▸ **EXERCISE AIM**: Please output exactly the lines from the one containing "Reviewer note: confirm that every instance of the house wall" through the last line of the records, both included.

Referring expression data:
■ ■ ■ ■ ■ ■ ■

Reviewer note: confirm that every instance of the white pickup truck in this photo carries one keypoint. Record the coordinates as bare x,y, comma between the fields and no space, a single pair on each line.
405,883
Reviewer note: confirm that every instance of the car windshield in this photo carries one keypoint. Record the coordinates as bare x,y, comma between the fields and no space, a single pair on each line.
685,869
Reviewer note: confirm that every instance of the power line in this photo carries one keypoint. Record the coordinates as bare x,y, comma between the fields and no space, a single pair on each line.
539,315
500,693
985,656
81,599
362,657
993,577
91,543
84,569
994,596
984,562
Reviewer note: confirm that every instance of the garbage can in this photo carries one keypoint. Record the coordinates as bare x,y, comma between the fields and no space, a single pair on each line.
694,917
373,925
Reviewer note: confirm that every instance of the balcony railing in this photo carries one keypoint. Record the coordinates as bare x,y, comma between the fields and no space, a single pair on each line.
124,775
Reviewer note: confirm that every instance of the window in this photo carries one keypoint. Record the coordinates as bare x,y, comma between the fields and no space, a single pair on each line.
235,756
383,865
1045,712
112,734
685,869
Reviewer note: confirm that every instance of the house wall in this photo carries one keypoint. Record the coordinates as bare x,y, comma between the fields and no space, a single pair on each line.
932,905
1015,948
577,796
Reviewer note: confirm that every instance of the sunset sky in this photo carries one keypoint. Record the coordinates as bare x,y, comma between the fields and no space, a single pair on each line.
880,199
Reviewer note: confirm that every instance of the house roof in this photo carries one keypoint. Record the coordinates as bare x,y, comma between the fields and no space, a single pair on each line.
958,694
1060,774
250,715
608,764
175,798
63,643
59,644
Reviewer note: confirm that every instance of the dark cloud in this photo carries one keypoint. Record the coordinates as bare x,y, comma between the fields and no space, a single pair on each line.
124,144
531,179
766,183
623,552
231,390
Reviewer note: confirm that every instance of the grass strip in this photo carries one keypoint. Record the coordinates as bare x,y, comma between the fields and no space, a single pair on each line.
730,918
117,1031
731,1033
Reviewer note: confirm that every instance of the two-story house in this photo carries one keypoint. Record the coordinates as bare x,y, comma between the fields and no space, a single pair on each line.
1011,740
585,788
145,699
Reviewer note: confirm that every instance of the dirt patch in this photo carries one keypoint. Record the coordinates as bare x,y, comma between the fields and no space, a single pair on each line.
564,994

■ ■ ■ ■ ■ ■ ■

▸ **RESPONSE TO THE TASK**:
Reviewer note: confirm that every instance of the house wall in this photo carries one keypoint. Record the coordinates as bare x,y, comma between the fields and no space, a single pair on each line.
932,905
1015,948
577,796
Reviewer note: confirm that every instance of the sunset sky in this photo carries one keypoint. Record the coordinates as bare x,y, comma between the fields and no space, a single pair on each line.
880,199
Reviewer note: confirm that every instance of the house roof in this photo carries one keypoint. Record the coordinates as bare x,y, comma between the fields and no space, a single pair on each line.
958,694
1060,774
250,715
608,764
175,798
63,643
59,644
Reviewer note: confirm that every instance of the dark cloud in this photo carries one keypoint. Record the coordinates as bare x,y, comma between the fields and no space, a single pair on each line.
124,144
531,179
766,183
623,552
231,390
Reviewer note: confirm that every instance of the grass strip in this photo carries one keypoint. Record the coordinates as bare x,y, comma between the fields and no space, a single pair on each line.
730,918
117,1031
731,1033
Reviewer note: confirm that every instance of the two-story house in this photo carries one keypoint. Record the coordinates as bare x,y, comma between the fields and no space, a single pair on each line.
1011,740
585,788
145,699
Reviewer note: confirm that every instance of the dirt patch in this photo carries one keypoint. Record the coordinates as bare x,y, comma between the fields and no space, a single pair on each line.
564,994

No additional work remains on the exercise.